━━ RECORDS PROVIDED

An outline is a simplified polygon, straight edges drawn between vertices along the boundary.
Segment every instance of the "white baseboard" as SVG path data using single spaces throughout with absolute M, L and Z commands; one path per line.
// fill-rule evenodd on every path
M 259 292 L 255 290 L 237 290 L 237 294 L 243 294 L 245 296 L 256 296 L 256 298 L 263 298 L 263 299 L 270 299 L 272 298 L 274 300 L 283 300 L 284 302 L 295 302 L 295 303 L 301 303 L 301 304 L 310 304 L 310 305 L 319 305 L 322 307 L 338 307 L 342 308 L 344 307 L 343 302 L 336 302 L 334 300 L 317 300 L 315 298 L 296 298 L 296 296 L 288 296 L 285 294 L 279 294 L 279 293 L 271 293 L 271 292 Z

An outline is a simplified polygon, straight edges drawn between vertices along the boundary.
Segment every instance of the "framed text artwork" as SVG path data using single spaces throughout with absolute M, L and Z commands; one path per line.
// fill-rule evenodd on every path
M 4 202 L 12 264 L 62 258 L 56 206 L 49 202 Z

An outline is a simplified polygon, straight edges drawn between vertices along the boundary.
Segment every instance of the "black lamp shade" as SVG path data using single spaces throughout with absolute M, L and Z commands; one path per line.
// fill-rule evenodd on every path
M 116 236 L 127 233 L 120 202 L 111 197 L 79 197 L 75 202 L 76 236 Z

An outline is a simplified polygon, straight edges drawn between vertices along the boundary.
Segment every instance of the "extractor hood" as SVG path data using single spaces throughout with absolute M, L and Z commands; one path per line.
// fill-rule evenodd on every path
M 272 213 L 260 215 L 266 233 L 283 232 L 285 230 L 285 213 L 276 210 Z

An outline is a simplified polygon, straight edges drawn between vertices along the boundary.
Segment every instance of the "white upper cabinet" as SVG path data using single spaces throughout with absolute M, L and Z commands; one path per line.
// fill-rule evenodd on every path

━━━━

**EXERCISE INSTRUCTIONS**
Swap "simplified polygon" for "rough polygon" everywhere it occurs in the listing above, and write out the whole listing again with nothing else changed.

**WORKED ANSWER**
An outline is a rough polygon, straight edges drawn between vertices along the boundary.
Segment every instance of the "white baseboard" as SVG path data using single spaces throughout with absolute M, L and Z commands; one path per line.
// fill-rule evenodd on every path
M 259 292 L 255 290 L 237 290 L 237 294 L 243 294 L 245 296 L 256 296 L 256 298 L 263 298 L 263 299 L 270 299 L 272 298 L 274 300 L 283 300 L 284 302 L 295 302 L 295 303 L 301 303 L 301 304 L 310 304 L 310 305 L 319 305 L 322 307 L 338 307 L 342 308 L 344 307 L 343 302 L 336 302 L 334 300 L 317 300 L 315 298 L 296 298 L 296 296 L 288 296 L 285 294 L 279 294 L 279 293 L 271 293 L 271 292 Z

An outline is a rough polygon, straight edges drawn between vertices along the boundary.
Segment every instance of the "framed text artwork" as SVG path data using single spaces throughout with absolute M, L and Z commands; one path per line.
// fill-rule evenodd on every path
M 4 202 L 12 264 L 62 258 L 56 206 L 49 202 Z

An outline is a rough polygon, straight edges drawn between vertices along the boundary.
Segment every instance of the "black lamp shade" as SVG path data using single spaces throughout with absolute M, L and Z commands; one path per line.
// fill-rule evenodd on every path
M 116 236 L 127 233 L 120 202 L 111 197 L 79 197 L 75 202 L 76 236 Z

An outline is a rough polygon, straight edges drawn between vertices along the boundary.
Segment every instance of the "extractor hood" as SVG path data using single spaces throughout with absolute M, L and Z commands; one path per line.
// fill-rule evenodd on every path
M 272 213 L 260 215 L 266 233 L 283 232 L 285 230 L 285 213 L 276 210 Z

An outline is a rough polygon, straight edges drawn between vertices along the boundary.
Segment every instance of the "white upper cabinet" as SVG path data using single spaces throughout with absolute M, L and Z commands; one path per line.
// fill-rule evenodd on every path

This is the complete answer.